(Coordinate annotation entries)
□ □ □
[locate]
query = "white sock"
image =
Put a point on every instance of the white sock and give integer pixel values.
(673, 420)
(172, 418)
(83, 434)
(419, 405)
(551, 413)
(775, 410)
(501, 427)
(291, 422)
□ □ □
*WORK INSTRUCTIONS*
Print the lines above again, keeping them exactly the same.

*EXERCISE ANSWER*
[locate]
query = "white sock"
image =
Put a point on every instance of the white sock and give integer pixel values.
(673, 420)
(172, 418)
(83, 434)
(419, 405)
(551, 413)
(775, 410)
(501, 427)
(291, 422)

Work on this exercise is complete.